Written exercise
Rewrite all of the records below, including the requests, and shift every polygon vertex coordinate in the answers up by 107. Leave the pictures out of your version.

Extracted information

========================================================================

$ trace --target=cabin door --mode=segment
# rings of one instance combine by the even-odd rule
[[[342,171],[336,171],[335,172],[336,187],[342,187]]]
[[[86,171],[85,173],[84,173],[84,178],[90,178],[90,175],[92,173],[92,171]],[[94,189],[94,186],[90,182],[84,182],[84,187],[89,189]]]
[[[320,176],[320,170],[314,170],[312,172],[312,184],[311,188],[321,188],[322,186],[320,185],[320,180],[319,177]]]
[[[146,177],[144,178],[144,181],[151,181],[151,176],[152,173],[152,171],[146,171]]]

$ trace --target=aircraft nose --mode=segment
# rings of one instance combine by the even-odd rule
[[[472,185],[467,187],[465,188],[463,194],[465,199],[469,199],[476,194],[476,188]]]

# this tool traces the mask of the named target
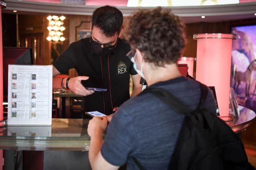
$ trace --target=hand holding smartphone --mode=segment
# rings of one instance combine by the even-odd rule
[[[95,91],[95,92],[106,92],[108,90],[105,88],[96,88],[95,87],[87,87],[85,89],[89,90]]]
[[[106,115],[102,113],[100,113],[98,111],[88,111],[88,112],[86,112],[85,114],[87,115],[89,115],[89,116],[94,117],[102,117],[106,116]]]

========================================================================

Solution to this task
$ trace --target=cabin door --mode=segment
# rings of one instance combine by the even-odd rule
[[[449,278],[443,278],[442,279],[443,294],[449,294]]]
[[[193,278],[192,280],[191,280],[191,285],[197,285],[197,282],[199,280],[199,278]],[[201,296],[201,293],[197,289],[191,289],[191,294],[196,296]]]
[[[427,283],[427,277],[421,277],[419,279],[419,291],[418,295],[428,295],[429,293],[427,292],[427,287],[426,284]]]
[[[253,284],[251,285],[251,288],[258,288],[258,283],[259,280],[259,278],[253,278]]]

$ trace --target=aircraft nose --mode=segment
# rings of one instance combine by the even-odd rule
[[[579,292],[574,294],[572,295],[570,301],[572,306],[576,306],[583,301],[583,295]]]

# this tool traces the mask of the named target
$ trace --target=hand holding smartphone --mode=segment
# rings of one instance combine by the even-odd rule
[[[202,198],[202,199],[213,199],[215,197],[212,195],[203,195],[202,194],[194,194],[192,196],[196,197]]]
[[[213,222],[209,220],[207,220],[205,218],[195,218],[195,219],[193,219],[192,221],[194,222],[196,222],[196,223],[201,224],[209,224],[213,223]]]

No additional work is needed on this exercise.